START DATA SHOWN

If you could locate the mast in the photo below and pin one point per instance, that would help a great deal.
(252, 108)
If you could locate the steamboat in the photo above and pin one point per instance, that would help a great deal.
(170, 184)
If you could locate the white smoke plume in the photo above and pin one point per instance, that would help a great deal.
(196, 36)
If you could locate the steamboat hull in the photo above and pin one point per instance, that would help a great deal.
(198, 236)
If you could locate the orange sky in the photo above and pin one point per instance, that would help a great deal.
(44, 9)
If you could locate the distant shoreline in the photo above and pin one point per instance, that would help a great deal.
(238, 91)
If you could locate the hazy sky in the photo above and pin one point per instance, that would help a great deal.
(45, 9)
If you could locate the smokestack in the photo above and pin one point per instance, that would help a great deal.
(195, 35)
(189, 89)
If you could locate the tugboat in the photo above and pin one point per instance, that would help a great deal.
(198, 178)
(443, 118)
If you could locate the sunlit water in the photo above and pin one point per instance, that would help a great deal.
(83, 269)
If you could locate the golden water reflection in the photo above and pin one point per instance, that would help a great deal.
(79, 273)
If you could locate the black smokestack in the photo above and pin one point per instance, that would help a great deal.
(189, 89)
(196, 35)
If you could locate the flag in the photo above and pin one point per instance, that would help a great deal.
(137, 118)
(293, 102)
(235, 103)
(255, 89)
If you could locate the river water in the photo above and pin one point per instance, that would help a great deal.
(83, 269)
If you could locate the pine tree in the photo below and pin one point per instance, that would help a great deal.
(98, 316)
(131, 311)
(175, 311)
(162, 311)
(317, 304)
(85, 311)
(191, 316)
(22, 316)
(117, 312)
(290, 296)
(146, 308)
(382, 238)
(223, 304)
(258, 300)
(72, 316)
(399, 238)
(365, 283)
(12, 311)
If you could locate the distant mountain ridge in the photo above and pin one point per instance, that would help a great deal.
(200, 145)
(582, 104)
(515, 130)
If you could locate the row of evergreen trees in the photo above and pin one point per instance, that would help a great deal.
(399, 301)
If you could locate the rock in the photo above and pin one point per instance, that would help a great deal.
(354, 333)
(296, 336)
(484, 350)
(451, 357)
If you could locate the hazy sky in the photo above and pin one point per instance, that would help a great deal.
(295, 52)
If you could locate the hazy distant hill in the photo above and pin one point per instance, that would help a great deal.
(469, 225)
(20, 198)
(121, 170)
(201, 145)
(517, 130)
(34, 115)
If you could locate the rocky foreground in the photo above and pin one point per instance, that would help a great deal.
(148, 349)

END DATA SHOWN

Each line from the one holding "If you could locate the hazy distant" through the last line of the data is to be transcribed exactly, with nothing else added.

If you could locate the hazy distant hill in the photo above and pin one point per instance, that would help a great deal.
(469, 225)
(20, 198)
(121, 170)
(201, 145)
(517, 130)
(34, 115)
If you could locate the rocky foreground in the photo above and pin one point per instance, that would help a great deal.
(148, 349)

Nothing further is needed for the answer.